Stored entries
** START **

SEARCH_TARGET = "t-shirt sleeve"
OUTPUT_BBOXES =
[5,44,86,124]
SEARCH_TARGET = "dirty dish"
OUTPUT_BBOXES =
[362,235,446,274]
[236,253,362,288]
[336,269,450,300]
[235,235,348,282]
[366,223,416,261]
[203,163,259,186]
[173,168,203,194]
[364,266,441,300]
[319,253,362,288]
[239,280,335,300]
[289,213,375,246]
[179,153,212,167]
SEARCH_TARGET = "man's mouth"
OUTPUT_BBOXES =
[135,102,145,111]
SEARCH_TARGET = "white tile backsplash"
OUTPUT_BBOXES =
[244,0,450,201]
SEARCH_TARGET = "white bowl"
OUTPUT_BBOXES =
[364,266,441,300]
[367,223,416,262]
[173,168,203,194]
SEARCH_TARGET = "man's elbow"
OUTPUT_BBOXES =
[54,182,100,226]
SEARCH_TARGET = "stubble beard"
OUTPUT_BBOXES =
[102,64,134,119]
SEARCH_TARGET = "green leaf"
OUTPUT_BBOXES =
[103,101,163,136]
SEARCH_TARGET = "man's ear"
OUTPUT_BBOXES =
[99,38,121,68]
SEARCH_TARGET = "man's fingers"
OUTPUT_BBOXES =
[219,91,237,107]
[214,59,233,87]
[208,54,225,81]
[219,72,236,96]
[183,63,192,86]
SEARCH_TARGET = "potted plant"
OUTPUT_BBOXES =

** END **

Change each occurrence of "man's" in the records to "person's", and reproduce all the lines with everything else unchanged.

SEARCH_TARGET = "t-shirt sleeve"
OUTPUT_BBOXES =
[5,44,86,124]
SEARCH_TARGET = "dirty dish"
OUTPUT_BBOXES =
[362,235,446,274]
[236,253,362,288]
[336,269,450,300]
[235,235,348,282]
[366,223,416,261]
[203,163,259,186]
[173,168,203,194]
[364,266,441,300]
[319,253,362,288]
[239,280,335,300]
[289,213,375,246]
[179,153,212,167]
SEARCH_TARGET = "person's mouth"
OUTPUT_BBOXES =
[135,102,145,111]
SEARCH_TARGET = "white tile backsplash"
OUTPUT_BBOXES =
[244,0,450,201]
SEARCH_TARGET = "white bowl"
OUTPUT_BBOXES =
[364,266,441,300]
[367,223,416,262]
[173,168,203,194]
SEARCH_TARGET = "person's elbow"
OUTPUT_BBOXES =
[54,182,100,226]
SEARCH_TARGET = "stubble beard"
OUTPUT_BBOXES =
[102,64,134,119]
SEARCH_TARGET = "green leaf"
OUTPUT_BBOXES =
[103,101,163,136]
SEARCH_TARGET = "person's ear"
OUTPUT_BBOXES =
[99,38,121,68]
SEARCH_TARGET = "person's fingers"
OUTPUT_BBOXES =
[219,91,237,107]
[214,59,233,87]
[208,54,225,81]
[219,72,236,96]
[183,63,192,86]
SEARCH_TARGET = "potted plant"
OUTPUT_BBOXES =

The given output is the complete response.